**REQUIRED TASK:**
Quote all entries in full, exactly.

(Dataset excerpt)
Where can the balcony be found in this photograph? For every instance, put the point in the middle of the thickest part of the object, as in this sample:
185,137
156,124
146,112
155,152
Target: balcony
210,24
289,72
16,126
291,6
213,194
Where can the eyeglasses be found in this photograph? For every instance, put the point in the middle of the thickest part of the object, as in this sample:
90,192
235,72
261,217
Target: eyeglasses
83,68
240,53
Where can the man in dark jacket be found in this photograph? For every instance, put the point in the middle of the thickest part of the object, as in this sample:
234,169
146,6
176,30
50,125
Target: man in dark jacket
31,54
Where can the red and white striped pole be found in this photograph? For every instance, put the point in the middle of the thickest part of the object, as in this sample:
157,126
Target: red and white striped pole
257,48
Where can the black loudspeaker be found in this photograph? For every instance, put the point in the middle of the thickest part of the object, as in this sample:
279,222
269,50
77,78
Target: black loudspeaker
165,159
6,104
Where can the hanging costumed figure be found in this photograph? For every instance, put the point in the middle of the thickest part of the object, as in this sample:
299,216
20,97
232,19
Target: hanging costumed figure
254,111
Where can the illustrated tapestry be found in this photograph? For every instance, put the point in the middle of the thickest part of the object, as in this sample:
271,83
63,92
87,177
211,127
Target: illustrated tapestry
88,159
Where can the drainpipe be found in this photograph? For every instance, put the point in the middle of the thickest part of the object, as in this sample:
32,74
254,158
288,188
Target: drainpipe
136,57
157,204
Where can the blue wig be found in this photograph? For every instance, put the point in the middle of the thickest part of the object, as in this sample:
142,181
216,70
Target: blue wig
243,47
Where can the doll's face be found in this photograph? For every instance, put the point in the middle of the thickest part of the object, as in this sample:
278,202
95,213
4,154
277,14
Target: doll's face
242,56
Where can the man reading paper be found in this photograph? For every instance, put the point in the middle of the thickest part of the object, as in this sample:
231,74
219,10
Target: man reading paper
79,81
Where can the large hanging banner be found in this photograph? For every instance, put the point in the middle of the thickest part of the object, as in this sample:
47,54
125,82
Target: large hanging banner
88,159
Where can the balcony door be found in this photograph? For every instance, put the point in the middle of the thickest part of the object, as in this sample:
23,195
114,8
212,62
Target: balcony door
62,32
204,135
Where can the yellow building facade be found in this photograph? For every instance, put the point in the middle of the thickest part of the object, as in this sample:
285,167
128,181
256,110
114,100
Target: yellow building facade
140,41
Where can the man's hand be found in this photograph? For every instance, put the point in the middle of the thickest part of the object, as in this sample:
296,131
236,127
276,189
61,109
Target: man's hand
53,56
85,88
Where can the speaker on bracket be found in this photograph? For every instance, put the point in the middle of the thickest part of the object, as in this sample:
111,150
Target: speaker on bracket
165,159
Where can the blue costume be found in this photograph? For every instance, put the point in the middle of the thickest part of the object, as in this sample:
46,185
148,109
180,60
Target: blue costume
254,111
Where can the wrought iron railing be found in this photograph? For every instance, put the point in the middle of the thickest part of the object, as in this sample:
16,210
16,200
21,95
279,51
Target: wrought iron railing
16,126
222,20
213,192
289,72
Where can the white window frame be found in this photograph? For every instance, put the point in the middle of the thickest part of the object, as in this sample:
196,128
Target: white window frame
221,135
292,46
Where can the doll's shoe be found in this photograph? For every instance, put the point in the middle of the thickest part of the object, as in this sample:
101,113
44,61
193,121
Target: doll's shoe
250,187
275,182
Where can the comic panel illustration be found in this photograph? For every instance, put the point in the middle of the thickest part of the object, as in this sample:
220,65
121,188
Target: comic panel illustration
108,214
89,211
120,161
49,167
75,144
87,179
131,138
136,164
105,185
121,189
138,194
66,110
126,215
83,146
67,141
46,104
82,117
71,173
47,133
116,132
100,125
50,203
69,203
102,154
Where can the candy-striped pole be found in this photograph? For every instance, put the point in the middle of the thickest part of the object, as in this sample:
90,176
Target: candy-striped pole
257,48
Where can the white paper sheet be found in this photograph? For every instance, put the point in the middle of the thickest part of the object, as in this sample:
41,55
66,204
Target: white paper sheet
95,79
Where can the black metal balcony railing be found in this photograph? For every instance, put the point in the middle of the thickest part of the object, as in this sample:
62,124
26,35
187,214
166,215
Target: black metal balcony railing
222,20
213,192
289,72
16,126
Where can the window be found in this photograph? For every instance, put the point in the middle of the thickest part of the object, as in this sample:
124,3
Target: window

**EXERCISE RESPONSE:**
Where can the balcony be found in this photograph? For every instance, put the point in the middle of the thickest part of the object, as in this sample:
185,137
156,124
146,112
155,152
Target: balcony
210,24
289,72
16,126
291,6
213,194
Where can the eyeglasses be found in this photograph? For every instance, put the point in the middle of the thickest part of the object, as in this sample:
90,192
235,72
261,217
Target: eyeglasses
83,68
240,53
Where can the man in dark jacket be found in this photograph? For every instance, put the point in the middle of the thickest part of the object, as in this sample:
234,169
146,6
176,30
50,125
Target: man in dark jacket
31,54
Where can the red and white striped pole be found in this photograph? For every instance, put the point in the middle of the thickest part of the object, as in this sample:
157,126
Target: red and white striped pole
257,48
Where can the black loudspeaker be found in this photograph? For every instance, put the point in the middle of the thickest part of the object, as in this sample:
279,222
269,50
77,78
Target: black loudspeaker
165,159
6,104
Where can the hanging costumed figure be found in this photograph? For every instance, put the point in the middle of the thickest part of the object, as in this sample:
299,216
20,97
232,19
Target: hanging costumed figure
254,111
Where can the illustrated tapestry be found in this photograph? For every instance, put the point in the middle of the thickest part of the object, as in this sample:
271,83
63,92
87,177
211,127
Target: illustrated tapestry
88,159
Where can the drainpipe be found in this photograph? For every instance, put the point in the middle of the thickest part of the object, as in this sample:
32,74
254,158
288,188
Target: drainpipe
136,57
157,204
Where can the blue wig be found in this photograph? For every instance, put the point in the middle of the thickest part of the object, as in this sample:
142,181
216,70
Target: blue wig
243,47
Where can the doll's face be found in this photograph? For every instance, put the point in the middle of the thickest part of the object, as in this sample:
278,202
95,213
4,154
277,14
Target: doll's face
242,56
Where can the man reading paper be found in this photograph? For every instance, put the point in the middle of the thickest part of the object, as in this sample:
231,74
219,10
Target: man reading paper
79,81
Where can the large hanging banner be found in this photograph? For every instance, put the point in the middle of the thickest part of the object, as in this sample:
47,54
125,82
Target: large hanging banner
88,159
Where can the balcony door be found in this photograph? For every instance, put the point in the middle of the thickest part of the object, as in this sample:
23,195
114,8
212,62
Target: balcony door
62,32
204,135
Where can the yellow building facade be found in this photograph? For every instance, put the point in the middle of the thickest part of the object, as in this sample:
285,167
128,181
256,110
114,100
Target: yellow building facade
140,41
Where can the man's hand be found in this photograph? For every instance, put the point in the middle of the thickest part of the object, as in this sample:
296,131
236,127
276,189
61,109
Target: man's hand
53,56
85,88
Where can the speaker on bracket be found in this photograph? For every instance, put the point in the middle of the thickest part of the object, as in this sample:
111,150
Target: speaker on bracket
165,159
Where can the blue costume be found in this photograph? For every instance, put the point in the middle of the thickest part of the object, as in this sample:
46,185
148,109
180,60
Target: blue costume
254,111
Where can the wrought iron railing be found in this photograph? For every instance, put the point in the middle of the thickest part of the object, as in this sample:
16,210
16,200
21,95
279,51
Target: wrought iron railing
16,126
222,20
213,192
289,72
Where can the white window frame be found in this photograph? For every instance, put the point in the middle of the thickest part of the object, as in this sample:
196,128
Target: white window frame
221,135
292,46
Where can the doll's shoe be found in this photograph? For every instance, put the point in the middle of the thickest part of the object, as in this sample:
101,113
44,61
193,121
Target: doll's shoe
250,187
275,182
Where can the comic panel illustration be found in this photograph? For every instance, put the point in the middle of the thickest part of the object, as in this sample:
220,65
121,188
Target: comic panel illustration
108,214
89,211
120,161
49,167
75,144
87,179
131,138
136,164
105,185
121,189
138,194
66,110
126,215
83,146
67,141
46,104
82,117
71,173
47,133
116,132
100,125
50,203
69,203
102,154
Where can the candy-striped pole be found in this photograph? For every instance, put the point in the middle of the thickest part of the object, as in this sample:
90,176
Target: candy-striped pole
257,48
Where can the white paper sheet be found in this photograph? For every instance, put the point in the middle of the thickest part of the object, as in this sample:
41,55
66,204
Target: white paper sheet
95,79
Where can the black metal balcony railing be found in this photograph? For every instance, put the point in the middle of the thickest part of the object, as in this sample:
62,124
26,35
187,214
166,215
Target: black metal balcony railing
222,20
213,192
289,72
16,126
Where can the window be found in this photograph? For every instance, put the point in the middle of the thickest part of the object, as in this sample:
124,3
Target: window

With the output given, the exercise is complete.